REQUIRED TASK 1 –
Put the stretch of the entries from the line containing "I would appreciate it if you could identify the faucet lever" through the end of the entries into a Markdown table with the columns Row and Entry line, giving each line its own numbered row and omitting blank lines.

DOCUMENT PASSAGE –
○ ○ ○ ○ ○

My question is am I missing out on something really special that I can add to my life? Is my attendance at meetings going to enhance my journey? Will it bring me closer to my HP? Or am I shooting myself in the foot?
Please, I really needs to hear some honest thoughts/suggestions.
Herennow,

My biggest thought when I read your post is that you seem to be making the choice not to attend a meeting out of fear that you might be recognized as an alcoholic. Anything, in my experience, done out of fear is suspicious. If you are not sharing your experience and not meeting others like yourself because you are afraid you will be recongized.... I don't know.... that seems strange to me. Maybe I don't know what it's like to live in a small town. I'm not ashamed of being an alcoholic. Nor am I ashamed to be seen attending AA meetings.

I know others might have different, more sympathetic experiences to me. I can imagine it might be uncomfortable at first. But I guess I would work to push past that.

○ ○ ○ ○ ○

EXCERPTED RECORDS –
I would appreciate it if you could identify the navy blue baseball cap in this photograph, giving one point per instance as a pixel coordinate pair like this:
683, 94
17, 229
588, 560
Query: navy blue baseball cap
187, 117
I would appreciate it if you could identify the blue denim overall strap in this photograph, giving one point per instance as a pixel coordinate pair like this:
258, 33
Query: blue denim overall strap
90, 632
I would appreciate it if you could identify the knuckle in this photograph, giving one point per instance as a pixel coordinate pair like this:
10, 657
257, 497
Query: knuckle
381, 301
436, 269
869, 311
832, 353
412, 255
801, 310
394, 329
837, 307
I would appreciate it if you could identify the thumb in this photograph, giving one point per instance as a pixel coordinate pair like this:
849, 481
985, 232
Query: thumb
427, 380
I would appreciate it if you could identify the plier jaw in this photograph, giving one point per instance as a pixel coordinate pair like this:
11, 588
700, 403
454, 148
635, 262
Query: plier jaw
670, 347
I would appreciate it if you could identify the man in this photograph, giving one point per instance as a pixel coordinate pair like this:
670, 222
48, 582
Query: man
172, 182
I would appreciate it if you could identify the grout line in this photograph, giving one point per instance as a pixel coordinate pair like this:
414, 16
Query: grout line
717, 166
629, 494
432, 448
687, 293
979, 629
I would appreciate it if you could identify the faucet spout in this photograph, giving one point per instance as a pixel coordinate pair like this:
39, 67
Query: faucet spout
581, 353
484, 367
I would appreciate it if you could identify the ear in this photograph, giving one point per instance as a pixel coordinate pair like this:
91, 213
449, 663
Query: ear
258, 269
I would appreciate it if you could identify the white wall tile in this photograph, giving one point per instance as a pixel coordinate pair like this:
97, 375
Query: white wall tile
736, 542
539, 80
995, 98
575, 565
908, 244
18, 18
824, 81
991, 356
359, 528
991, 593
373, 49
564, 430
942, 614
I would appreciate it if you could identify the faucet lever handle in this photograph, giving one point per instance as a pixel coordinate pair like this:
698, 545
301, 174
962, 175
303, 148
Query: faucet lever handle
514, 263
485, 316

○ ○ ○ ○ ○

REQUIRED TASK 2 –
Reproduce verbatim the stretch of the discussion about attending AA meetings from "Please, I really" through "push past that.".

ANSWER 1 –
| Row | Entry line |
|---|---|
| 1 | I would appreciate it if you could identify the faucet lever handle in this photograph, giving one point per instance as a pixel coordinate pair like this: |
| 2 | 698, 545 |
| 3 | 301, 174 |
| 4 | 962, 175 |
| 5 | 303, 148 |
| 6 | Query: faucet lever handle |
| 7 | 514, 263 |
| 8 | 485, 316 |

ANSWER 2 –
Please, I really needs to hear some honest thoughts/suggestions.
Herennow,

My biggest thought when I read your post is that you seem to be making the choice not to attend a meeting out of fear that you might be recognized as an alcoholic. Anything, in my experience, done out of fear is suspicious. If you are not sharing your experience and not meeting others like yourself because you are afraid you will be recongized.... I don't know.... that seems strange to me. Maybe I don't know what it's like to live in a small town. I'm not ashamed of being an alcoholic. Nor am I ashamed to be seen attending AA meetings.

I know others might have different, more sympathetic experiences to me. I can imagine it might be uncomfortable at first. But I guess I would work to push past that.